> REQUIRED ACTION: Write out again, word for word, the stretch of the sleep apnea caption from "2DIGE reference map" through "on the right.".
====== SUPPLIED PASSAGE ======
Keywords: Biomarkers; Obstructive sleep apnea; Peroxiredeoxin-2; Red blood cells.

Fig. 1

2DIGE reference map of Hb-depleted RBC from OSA and Snorers patients collected at evening or morning day time. Differentially abundant protein/proteoforms spots are numbered and indicated with circles on the 2D–gel reference image displayed on the left. Their identity is fully described in Table 3. The acidic form of PRDX2 is one of these differentially proteins showing significantly higher levels of abundance in OSA morning samples as shown on the right.
====== PROVIDED INFORMATION ======
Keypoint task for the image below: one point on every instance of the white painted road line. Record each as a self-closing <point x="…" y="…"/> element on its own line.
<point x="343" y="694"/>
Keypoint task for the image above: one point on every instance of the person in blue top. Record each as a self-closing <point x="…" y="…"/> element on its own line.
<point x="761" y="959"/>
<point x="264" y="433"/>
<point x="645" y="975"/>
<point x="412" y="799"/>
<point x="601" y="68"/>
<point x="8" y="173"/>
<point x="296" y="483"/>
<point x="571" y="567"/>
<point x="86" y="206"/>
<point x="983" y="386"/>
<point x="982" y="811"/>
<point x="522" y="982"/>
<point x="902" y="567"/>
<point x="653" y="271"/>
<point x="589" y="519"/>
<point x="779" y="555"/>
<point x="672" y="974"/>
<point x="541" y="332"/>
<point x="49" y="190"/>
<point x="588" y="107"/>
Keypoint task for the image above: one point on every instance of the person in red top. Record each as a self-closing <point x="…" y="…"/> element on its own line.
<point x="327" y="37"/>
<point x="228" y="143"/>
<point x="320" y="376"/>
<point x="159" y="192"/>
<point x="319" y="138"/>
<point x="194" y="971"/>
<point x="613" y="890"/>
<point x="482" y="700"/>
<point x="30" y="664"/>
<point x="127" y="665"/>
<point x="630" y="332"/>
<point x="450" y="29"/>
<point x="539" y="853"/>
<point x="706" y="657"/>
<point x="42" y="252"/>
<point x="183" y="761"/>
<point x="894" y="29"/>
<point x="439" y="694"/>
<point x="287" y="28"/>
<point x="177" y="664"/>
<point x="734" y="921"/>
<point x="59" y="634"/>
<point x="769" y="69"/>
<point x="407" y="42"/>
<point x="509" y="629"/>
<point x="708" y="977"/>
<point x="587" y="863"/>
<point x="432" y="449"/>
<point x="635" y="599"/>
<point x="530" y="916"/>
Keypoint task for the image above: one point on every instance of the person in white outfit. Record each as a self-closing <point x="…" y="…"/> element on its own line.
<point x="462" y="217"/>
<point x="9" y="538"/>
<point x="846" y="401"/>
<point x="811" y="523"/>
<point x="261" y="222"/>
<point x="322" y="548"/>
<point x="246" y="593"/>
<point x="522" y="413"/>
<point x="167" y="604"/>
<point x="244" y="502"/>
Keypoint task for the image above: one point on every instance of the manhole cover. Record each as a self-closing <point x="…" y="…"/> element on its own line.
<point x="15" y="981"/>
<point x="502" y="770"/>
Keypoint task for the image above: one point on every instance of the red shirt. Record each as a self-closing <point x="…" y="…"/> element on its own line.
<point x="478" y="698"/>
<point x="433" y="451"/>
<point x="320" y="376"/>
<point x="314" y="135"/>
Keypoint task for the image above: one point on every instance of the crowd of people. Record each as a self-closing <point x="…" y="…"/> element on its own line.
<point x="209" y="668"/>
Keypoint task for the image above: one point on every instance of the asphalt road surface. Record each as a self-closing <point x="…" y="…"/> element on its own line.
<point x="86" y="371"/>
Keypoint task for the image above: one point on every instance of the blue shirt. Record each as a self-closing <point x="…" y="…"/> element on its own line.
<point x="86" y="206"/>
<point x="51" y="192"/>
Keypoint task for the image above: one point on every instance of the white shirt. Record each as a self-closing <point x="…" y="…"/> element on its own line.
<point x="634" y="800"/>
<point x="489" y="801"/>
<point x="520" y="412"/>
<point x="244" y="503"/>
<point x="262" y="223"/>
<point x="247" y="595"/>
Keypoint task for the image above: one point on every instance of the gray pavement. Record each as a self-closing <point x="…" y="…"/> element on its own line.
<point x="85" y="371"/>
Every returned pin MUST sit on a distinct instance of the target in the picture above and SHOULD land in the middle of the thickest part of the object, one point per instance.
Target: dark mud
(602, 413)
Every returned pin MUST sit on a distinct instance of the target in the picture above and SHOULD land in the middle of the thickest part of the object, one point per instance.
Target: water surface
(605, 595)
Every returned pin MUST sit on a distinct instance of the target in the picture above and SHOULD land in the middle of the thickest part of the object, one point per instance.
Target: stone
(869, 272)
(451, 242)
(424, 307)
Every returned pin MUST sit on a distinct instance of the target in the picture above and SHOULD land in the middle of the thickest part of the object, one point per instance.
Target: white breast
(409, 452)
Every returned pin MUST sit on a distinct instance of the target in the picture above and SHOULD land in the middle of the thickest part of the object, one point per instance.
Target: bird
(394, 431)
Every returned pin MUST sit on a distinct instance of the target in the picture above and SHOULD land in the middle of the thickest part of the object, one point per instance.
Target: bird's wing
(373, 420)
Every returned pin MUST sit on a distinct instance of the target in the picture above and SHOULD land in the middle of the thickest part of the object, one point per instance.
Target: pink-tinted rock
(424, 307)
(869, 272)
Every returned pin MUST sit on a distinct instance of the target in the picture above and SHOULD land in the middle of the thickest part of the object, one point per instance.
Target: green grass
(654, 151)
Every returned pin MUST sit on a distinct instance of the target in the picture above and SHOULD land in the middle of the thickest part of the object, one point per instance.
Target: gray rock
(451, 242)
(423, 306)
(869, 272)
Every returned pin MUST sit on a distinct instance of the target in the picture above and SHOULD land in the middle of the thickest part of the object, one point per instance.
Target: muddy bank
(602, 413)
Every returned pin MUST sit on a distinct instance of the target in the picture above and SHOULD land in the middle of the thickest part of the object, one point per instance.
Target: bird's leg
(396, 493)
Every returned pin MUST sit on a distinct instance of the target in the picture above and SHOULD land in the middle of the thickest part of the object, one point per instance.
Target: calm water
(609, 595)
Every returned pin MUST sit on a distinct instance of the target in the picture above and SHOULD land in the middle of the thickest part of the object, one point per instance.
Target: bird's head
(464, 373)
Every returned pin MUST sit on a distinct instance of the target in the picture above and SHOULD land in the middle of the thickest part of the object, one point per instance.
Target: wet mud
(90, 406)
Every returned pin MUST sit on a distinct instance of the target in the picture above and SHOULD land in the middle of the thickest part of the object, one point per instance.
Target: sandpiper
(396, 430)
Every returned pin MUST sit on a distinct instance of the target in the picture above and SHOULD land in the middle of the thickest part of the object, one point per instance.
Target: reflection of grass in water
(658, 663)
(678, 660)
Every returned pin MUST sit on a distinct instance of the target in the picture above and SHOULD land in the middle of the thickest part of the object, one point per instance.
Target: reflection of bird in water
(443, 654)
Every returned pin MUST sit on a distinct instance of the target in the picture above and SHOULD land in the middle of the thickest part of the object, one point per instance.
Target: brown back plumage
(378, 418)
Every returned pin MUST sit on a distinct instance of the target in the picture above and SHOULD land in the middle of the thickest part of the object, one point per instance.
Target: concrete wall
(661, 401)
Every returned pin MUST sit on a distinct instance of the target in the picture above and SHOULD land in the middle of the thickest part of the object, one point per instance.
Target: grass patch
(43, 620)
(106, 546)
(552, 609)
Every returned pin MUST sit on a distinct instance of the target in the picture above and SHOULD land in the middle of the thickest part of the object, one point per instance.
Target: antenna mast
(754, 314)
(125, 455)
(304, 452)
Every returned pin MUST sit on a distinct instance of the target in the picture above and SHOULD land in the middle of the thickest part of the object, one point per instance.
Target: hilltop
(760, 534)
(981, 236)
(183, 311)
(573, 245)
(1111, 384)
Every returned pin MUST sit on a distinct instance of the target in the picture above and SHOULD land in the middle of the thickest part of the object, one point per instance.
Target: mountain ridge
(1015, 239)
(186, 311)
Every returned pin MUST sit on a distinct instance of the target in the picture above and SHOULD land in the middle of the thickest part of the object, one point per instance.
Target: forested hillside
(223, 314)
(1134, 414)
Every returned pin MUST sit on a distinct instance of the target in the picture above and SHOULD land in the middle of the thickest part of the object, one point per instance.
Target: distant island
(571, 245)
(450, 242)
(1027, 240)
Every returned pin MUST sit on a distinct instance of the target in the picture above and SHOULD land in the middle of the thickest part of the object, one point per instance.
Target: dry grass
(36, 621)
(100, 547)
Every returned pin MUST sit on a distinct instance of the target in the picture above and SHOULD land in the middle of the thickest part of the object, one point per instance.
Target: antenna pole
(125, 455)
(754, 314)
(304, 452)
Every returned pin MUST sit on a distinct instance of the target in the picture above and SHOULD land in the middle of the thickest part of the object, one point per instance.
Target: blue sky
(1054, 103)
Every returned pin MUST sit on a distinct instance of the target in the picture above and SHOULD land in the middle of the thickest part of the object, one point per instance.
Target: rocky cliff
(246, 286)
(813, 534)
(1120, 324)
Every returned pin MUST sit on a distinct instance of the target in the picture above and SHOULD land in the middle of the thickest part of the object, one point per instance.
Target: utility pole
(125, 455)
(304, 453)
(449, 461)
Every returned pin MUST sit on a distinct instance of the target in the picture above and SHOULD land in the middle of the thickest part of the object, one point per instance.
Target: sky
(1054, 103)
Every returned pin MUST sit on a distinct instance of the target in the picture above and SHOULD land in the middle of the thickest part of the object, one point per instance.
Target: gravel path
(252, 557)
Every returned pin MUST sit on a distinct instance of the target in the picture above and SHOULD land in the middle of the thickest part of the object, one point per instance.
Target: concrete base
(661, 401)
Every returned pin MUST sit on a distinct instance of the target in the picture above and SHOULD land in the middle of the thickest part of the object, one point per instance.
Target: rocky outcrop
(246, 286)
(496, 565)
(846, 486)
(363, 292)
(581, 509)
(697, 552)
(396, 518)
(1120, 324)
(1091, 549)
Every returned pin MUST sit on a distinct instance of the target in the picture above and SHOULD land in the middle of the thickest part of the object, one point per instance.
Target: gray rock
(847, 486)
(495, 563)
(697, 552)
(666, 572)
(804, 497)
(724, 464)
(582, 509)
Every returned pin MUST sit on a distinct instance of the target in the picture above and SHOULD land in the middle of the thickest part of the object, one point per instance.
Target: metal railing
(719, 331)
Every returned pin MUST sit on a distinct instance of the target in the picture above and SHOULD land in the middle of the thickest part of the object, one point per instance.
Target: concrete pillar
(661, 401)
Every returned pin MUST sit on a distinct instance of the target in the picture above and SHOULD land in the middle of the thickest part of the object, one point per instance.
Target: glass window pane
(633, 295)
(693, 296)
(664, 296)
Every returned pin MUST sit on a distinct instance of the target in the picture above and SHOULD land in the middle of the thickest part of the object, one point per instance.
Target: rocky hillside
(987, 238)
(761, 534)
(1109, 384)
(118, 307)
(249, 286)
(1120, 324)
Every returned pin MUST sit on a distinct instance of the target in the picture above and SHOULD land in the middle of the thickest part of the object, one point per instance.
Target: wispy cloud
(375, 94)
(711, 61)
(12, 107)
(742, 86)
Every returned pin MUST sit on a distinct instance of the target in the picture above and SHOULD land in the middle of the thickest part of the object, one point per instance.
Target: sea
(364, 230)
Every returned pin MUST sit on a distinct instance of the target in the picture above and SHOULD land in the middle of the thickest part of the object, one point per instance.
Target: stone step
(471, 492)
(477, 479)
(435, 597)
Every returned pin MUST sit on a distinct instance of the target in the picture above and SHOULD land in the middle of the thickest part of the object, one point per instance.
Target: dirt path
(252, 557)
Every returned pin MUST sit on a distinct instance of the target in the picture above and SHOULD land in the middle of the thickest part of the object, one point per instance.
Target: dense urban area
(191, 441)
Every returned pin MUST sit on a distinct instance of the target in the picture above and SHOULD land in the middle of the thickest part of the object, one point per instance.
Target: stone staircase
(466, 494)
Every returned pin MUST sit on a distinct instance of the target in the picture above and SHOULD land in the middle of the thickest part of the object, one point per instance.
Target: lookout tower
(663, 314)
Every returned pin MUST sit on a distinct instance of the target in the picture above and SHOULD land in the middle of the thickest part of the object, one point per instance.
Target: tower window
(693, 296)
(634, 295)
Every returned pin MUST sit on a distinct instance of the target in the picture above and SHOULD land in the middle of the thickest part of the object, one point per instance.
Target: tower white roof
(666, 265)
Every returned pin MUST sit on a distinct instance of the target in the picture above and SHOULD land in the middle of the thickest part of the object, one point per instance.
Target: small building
======
> RESULT OF THE TASK:
2DIGE reference map of Hb-depleted RBC from OSA and Snorers patients collected at evening or morning day time. Differentially abundant protein/proteoforms spots are numbered and indicated with circles on the 2D–gel reference image displayed on the left. Their identity is fully described in Table 3. The acidic form of PRDX2 is one of these differentially proteins showing significantly higher levels of abundance in OSA morning samples as shown on the right.